Task to complete:
How many rows below contain the string "building"? Reply with the number alone.

Input:
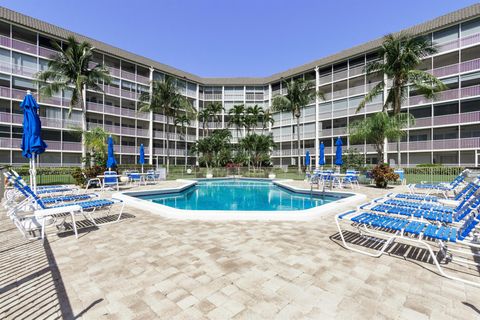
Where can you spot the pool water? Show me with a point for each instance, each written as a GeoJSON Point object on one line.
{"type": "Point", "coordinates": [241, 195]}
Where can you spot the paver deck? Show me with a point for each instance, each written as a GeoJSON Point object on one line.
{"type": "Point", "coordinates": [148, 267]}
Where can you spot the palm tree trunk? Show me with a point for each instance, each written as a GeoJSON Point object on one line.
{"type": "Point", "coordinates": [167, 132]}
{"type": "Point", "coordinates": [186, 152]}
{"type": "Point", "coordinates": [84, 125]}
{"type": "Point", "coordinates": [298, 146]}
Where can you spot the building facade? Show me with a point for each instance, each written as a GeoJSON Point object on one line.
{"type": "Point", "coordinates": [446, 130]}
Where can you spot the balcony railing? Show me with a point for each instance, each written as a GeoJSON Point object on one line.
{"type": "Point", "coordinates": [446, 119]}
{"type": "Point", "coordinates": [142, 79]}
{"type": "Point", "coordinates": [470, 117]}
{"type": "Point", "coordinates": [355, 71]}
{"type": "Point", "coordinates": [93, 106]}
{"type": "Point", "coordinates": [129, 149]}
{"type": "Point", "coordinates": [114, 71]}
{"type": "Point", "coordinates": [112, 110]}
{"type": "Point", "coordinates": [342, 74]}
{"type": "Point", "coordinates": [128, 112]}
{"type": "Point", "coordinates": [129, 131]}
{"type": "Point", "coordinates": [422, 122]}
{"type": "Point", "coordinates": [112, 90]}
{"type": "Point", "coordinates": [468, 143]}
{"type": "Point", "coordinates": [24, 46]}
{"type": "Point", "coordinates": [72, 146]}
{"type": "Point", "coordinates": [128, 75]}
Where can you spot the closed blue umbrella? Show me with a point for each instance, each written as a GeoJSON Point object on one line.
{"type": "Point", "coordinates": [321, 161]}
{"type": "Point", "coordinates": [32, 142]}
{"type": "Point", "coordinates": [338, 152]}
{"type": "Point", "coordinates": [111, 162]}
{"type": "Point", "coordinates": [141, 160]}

==

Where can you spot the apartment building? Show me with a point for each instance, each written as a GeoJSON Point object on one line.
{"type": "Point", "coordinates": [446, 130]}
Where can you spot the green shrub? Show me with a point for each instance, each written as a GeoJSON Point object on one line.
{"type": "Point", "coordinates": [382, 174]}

Result below:
2